_Work to do:_ Repeat the entries below verbatim, from the line containing "Where can the orange star" through the line containing "(1119, 302)", both lines included.

_Records for the exercise:_
:::::

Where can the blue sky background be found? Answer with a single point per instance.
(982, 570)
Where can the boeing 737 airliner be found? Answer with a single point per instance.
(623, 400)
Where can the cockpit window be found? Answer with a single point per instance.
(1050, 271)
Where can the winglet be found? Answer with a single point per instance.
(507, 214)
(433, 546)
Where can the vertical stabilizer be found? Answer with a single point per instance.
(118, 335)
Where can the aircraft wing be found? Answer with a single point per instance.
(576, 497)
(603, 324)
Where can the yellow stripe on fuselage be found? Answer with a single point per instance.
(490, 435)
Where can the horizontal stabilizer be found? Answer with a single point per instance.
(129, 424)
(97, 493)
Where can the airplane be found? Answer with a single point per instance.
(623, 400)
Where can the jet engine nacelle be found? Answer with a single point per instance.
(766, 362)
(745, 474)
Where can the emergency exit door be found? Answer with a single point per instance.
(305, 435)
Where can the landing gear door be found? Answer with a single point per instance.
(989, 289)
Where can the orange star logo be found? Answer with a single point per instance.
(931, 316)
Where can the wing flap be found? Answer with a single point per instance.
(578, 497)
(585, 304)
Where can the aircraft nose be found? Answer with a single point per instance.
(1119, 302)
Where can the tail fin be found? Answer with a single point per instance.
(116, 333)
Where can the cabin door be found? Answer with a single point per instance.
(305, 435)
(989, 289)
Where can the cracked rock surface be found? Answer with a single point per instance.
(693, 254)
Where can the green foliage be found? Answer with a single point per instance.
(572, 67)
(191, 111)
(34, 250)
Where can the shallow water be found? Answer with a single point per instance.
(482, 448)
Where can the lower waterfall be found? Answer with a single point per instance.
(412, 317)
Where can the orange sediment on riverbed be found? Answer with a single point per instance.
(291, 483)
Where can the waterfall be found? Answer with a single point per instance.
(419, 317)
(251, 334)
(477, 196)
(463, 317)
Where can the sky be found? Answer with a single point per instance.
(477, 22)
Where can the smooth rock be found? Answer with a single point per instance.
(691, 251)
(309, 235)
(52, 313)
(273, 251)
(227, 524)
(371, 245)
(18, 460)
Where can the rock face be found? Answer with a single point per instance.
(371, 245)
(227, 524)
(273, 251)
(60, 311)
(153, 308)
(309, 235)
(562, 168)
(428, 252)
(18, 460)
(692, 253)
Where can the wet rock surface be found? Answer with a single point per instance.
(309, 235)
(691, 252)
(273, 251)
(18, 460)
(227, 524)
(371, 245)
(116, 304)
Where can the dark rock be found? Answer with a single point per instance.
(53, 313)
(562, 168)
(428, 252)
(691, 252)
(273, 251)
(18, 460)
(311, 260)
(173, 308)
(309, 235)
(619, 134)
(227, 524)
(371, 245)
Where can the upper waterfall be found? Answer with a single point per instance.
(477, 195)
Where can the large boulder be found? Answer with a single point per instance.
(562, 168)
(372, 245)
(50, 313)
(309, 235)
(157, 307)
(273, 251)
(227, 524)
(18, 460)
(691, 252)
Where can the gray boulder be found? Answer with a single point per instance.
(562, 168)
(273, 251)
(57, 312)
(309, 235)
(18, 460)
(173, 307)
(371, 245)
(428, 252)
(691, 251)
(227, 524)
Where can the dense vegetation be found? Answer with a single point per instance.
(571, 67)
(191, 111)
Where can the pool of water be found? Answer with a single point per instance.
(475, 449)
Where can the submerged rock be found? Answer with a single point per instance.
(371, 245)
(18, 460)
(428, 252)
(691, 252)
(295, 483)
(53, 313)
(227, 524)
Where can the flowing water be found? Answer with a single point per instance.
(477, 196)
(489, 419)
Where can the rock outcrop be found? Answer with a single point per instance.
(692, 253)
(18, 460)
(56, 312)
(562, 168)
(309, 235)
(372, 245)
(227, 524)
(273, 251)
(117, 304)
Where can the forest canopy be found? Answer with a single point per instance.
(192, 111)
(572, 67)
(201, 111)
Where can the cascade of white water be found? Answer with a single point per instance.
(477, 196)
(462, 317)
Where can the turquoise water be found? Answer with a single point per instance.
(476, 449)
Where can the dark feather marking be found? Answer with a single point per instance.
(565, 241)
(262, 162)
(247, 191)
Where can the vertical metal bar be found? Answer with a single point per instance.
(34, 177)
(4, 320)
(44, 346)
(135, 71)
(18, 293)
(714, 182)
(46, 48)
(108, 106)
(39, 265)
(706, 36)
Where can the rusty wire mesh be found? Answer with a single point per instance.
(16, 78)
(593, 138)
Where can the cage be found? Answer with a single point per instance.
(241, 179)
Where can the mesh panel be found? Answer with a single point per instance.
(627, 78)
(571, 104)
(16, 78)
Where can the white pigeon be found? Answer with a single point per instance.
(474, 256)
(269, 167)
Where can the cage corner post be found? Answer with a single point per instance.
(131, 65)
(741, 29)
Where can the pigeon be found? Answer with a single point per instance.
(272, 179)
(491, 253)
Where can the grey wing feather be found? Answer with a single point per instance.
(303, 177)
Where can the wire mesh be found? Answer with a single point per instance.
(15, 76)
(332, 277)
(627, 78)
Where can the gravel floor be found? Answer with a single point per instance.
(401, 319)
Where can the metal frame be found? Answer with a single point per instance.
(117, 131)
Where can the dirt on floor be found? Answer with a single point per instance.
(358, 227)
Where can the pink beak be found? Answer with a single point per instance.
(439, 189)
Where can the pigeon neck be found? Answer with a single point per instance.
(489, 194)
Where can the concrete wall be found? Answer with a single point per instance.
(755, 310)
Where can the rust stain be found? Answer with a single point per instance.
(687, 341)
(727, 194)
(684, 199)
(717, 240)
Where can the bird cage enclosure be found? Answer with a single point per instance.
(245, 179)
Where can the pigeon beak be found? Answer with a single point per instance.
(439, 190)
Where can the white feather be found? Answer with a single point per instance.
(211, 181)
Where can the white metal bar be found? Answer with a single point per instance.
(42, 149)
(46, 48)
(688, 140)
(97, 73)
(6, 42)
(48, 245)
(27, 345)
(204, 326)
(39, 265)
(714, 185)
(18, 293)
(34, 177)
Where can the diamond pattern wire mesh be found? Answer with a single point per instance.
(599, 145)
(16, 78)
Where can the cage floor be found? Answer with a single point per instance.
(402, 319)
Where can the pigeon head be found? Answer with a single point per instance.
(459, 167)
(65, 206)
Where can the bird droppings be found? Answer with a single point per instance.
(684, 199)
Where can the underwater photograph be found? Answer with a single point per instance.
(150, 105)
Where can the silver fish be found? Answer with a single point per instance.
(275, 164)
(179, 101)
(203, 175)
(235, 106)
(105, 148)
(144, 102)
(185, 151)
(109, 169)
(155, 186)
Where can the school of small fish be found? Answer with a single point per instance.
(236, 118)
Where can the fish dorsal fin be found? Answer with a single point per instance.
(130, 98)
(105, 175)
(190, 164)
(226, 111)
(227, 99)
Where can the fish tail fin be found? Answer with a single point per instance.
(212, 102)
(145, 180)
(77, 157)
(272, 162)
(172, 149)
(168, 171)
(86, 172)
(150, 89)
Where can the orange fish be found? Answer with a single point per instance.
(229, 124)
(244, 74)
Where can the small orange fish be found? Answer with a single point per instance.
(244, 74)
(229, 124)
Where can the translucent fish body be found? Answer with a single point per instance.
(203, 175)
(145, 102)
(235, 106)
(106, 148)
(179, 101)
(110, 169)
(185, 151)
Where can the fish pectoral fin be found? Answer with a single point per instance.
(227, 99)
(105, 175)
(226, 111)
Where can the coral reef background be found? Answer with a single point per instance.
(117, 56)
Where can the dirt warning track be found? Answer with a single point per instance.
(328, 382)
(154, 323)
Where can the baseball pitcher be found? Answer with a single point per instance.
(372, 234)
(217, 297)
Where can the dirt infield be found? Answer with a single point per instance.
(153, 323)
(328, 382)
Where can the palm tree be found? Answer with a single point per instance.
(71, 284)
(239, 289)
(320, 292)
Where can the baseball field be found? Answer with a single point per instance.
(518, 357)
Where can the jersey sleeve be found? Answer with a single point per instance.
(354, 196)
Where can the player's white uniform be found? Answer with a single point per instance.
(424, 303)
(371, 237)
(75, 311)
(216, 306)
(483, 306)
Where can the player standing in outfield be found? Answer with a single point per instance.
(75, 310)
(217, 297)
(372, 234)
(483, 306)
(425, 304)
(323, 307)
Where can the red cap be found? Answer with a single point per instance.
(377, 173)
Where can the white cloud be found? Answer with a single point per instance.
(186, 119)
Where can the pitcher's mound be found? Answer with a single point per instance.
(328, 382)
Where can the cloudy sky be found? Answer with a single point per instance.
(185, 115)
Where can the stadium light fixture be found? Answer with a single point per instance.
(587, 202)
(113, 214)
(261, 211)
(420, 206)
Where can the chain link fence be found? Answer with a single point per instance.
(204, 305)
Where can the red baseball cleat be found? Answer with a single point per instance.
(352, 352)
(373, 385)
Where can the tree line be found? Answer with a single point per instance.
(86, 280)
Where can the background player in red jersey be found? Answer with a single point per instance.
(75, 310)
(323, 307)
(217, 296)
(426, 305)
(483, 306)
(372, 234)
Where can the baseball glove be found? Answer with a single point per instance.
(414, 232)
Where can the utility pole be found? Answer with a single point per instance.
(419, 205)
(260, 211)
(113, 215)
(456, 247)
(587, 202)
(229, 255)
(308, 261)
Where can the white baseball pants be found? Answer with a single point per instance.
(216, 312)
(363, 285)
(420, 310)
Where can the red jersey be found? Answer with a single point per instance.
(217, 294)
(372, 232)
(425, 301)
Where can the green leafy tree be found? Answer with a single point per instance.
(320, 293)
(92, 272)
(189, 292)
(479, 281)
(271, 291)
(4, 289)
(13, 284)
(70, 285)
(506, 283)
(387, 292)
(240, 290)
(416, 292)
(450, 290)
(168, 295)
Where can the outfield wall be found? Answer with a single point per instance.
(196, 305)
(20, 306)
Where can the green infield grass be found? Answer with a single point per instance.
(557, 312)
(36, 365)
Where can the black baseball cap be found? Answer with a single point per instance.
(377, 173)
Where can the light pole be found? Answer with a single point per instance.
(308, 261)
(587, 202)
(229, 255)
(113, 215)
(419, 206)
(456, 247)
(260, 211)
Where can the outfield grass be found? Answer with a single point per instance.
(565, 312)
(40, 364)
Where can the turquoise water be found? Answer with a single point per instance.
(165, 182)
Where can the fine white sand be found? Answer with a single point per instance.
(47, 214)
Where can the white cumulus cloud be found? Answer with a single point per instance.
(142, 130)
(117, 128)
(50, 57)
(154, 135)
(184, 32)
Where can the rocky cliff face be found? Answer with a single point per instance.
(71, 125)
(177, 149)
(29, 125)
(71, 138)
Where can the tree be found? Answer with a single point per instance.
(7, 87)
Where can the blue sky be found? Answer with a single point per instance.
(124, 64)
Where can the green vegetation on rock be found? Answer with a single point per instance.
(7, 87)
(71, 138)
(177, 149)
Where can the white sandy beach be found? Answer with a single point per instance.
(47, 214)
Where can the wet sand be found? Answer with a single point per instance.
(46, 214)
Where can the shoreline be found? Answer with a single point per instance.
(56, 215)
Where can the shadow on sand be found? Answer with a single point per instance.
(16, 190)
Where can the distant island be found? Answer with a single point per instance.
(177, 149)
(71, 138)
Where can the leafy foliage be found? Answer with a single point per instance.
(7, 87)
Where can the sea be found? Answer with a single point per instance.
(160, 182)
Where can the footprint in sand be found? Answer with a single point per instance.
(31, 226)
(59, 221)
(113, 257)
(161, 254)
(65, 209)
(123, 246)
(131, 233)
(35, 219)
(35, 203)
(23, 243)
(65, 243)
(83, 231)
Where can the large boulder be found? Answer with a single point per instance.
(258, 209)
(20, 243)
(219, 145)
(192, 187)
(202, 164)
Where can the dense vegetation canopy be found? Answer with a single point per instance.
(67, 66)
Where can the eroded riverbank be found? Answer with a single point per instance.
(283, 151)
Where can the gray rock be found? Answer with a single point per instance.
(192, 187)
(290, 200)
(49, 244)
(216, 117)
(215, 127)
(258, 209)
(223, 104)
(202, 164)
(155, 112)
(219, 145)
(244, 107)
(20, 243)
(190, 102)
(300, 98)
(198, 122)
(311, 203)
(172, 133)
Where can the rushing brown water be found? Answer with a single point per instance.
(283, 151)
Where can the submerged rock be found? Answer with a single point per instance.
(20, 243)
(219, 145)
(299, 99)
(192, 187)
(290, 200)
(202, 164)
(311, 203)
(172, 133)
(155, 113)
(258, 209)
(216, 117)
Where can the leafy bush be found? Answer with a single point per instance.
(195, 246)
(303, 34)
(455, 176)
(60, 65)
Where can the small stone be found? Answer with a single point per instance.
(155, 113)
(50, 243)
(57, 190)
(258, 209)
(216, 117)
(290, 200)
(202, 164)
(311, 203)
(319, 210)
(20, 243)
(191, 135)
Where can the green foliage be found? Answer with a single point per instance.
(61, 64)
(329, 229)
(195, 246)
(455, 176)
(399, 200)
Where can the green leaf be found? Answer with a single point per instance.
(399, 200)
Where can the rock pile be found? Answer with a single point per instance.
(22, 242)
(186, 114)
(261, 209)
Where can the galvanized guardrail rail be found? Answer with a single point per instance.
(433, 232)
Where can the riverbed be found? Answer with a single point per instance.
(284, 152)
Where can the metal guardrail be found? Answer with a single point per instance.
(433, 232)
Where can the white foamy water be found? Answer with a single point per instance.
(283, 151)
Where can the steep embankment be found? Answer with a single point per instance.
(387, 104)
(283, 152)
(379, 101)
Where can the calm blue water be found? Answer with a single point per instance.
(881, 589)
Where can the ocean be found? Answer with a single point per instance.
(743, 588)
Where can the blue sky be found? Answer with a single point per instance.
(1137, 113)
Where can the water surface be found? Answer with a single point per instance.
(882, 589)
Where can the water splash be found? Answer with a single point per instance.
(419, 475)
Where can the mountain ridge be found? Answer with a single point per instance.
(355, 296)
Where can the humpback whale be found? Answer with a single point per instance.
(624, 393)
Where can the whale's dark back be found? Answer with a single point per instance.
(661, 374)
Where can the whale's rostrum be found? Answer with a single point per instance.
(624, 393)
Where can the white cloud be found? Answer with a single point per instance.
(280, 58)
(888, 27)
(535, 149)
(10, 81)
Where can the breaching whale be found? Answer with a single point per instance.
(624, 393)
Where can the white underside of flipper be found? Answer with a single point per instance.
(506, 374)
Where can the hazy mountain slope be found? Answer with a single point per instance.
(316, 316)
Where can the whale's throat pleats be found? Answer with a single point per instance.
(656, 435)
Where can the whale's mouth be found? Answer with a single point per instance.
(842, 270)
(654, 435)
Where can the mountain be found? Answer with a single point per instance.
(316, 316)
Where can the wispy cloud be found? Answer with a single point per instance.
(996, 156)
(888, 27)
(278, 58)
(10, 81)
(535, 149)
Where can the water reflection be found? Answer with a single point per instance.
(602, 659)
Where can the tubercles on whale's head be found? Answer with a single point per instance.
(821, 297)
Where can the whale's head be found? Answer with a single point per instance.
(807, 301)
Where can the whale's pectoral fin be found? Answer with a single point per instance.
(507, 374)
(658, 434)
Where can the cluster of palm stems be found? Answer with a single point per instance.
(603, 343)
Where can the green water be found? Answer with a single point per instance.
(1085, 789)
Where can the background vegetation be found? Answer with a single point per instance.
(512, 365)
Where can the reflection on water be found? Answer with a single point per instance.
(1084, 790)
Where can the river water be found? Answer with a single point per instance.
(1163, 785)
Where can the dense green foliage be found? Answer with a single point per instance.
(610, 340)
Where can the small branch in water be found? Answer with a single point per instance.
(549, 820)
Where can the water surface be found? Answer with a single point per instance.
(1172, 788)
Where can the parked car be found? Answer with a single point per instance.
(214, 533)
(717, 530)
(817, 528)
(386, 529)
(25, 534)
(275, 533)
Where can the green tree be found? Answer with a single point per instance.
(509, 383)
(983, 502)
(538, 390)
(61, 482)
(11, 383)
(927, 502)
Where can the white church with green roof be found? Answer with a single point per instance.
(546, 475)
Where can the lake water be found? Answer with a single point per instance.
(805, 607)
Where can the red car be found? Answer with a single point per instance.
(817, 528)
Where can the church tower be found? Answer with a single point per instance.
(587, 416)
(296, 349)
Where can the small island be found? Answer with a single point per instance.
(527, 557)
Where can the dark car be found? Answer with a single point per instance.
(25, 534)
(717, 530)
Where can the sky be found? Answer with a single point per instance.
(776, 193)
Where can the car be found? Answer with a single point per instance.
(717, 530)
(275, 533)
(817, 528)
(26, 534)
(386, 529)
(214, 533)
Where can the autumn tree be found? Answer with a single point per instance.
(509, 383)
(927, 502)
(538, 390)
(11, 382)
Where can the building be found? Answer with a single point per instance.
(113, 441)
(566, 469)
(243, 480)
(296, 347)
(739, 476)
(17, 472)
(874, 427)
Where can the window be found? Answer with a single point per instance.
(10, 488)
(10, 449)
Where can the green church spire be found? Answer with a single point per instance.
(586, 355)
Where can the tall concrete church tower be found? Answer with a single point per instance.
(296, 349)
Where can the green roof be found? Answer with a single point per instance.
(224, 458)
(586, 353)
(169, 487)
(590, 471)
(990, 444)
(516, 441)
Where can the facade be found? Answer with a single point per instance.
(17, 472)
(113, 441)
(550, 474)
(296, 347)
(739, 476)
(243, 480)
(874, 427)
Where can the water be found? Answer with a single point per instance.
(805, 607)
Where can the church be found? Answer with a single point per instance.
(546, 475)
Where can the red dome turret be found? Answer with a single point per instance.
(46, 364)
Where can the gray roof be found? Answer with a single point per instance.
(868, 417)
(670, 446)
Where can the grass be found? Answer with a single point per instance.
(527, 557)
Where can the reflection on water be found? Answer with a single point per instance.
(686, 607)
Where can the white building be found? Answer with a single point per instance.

:::::

_Solution for this problem:_
Where can the orange star logo be found? Answer with a single point per instance.
(931, 316)
Where can the wing flap be found? Answer with a single point per instance.
(578, 497)
(585, 304)
Where can the aircraft nose be found? Answer with a single point per instance.
(1119, 302)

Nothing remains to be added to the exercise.